WORK ITEM A:
In the abstract on lactate in tumor immune escape, which abilities of immune effector cells are said to be suppressed by elevated lactic acid levels?
WORK ITEM B:
Using the abstract on lactate in tumor immune escape, decide whether each statement agrees with it: (i) Tumor cells produce lactic acid through aberrant glycolysis via the Warburg effect. (ii) The release of lactic acid raises the pH of the tumor microenvironment. (iii) Lactic acid suppresses the expansion of regulatory T cells.

From metabolic byproduct to immune modulator: the role of lactate in tumor immune escape

Abstract

Lactic acid, a key metabolic byproduct within the tumor microenvironment, has garnered significant attention for its role in immune evasion mechanisms. Tumor cells produce and release large amounts of lactic acid into the tumor microenvironment through aberrant glycolysis via the Warburg effect, leading to a drop in pH. Elevated lactic acid levels profoundly suppress proliferation capacity, cytotoxic functions, and migratory abilities of immune effector cells such as macrophages and natural killer cells at the tumor site. Moreover, lactic acid can modulate the expression of surface molecules on immune cells, interfering with their recognition and attack of tumor cells, and it regulates signaling pathways that promote the expansion and enhanced function of immunosuppressive cells like regulatory T cells, thereby fostering immune tolerance within the tumor microenvironment. Current research is actively exploring strategies targeting lactic acid metabolism to ameliorate tumor immune evasion. Key approaches under investigation include inhibiting the activity of critical enzymes in lactic acid production to reduce its synthesis or blocking lactate transporters to alter intracellular and extracellular lactate distribution. These methods hold promise when combined with existing immunotherapies such as immune checkpoint inhibitors and chimeric antigen receptor T-cell therapies to enhance the immune system's ability to eliminate tumor cells. This could pave the way for novel combinatorial treatment strategies in clinical cancer therapy, effectively overcoming tumor immune evasion phenomena, and ultimately improving overall treatment efficacy.

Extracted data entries
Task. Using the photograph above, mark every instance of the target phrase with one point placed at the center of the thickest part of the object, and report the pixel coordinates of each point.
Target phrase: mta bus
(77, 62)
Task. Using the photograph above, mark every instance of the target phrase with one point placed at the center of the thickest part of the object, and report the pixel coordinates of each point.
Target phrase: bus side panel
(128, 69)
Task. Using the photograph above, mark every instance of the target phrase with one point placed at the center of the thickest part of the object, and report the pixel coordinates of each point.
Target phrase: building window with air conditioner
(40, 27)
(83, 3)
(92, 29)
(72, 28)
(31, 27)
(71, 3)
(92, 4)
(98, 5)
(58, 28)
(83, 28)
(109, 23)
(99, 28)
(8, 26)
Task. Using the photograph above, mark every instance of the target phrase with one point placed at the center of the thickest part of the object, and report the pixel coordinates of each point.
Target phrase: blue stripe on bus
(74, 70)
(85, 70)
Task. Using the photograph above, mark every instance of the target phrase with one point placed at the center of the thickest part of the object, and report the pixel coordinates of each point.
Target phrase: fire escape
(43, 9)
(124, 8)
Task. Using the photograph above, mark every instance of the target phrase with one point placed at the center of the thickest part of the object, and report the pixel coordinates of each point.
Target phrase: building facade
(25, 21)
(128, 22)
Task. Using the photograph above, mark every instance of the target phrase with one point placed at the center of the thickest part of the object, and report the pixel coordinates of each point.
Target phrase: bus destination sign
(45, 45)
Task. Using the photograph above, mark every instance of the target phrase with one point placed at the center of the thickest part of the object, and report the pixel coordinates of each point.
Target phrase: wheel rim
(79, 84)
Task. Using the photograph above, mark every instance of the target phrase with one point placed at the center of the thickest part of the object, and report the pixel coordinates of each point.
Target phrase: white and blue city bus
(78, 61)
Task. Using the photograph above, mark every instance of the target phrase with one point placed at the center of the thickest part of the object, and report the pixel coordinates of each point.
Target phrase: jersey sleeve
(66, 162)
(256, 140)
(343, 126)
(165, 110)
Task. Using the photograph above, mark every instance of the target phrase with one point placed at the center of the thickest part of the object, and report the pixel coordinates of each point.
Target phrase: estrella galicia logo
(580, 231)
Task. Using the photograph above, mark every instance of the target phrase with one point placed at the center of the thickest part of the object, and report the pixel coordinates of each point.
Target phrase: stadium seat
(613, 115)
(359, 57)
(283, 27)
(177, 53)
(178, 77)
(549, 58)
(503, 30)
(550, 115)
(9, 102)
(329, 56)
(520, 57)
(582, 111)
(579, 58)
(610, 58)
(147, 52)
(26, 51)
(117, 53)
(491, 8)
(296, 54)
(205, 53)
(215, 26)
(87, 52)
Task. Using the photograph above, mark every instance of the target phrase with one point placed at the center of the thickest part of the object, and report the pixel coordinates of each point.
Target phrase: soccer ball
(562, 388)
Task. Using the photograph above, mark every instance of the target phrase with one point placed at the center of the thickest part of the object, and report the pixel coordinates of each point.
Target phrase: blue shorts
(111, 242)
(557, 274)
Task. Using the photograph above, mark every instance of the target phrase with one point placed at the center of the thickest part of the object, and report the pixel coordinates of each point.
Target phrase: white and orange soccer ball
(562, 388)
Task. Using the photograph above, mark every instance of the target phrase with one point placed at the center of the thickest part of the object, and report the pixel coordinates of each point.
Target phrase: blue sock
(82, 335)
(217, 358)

TASK ANSWER A:
Proliferation capacity, cytotoxic functions, and migratory abilities.

TASK ANSWER B:
(i) Yes: "Tumor cells produce and release large amounts of lactic acid into the tumor microenvironment through aberrant glycolysis via the Warburg effect"
(ii) No: "leading to a drop in pH"
(iii) No: "it regulates signaling pathways that promote the expansion and enhanced function of immunosuppressive cells like regulatory T cells"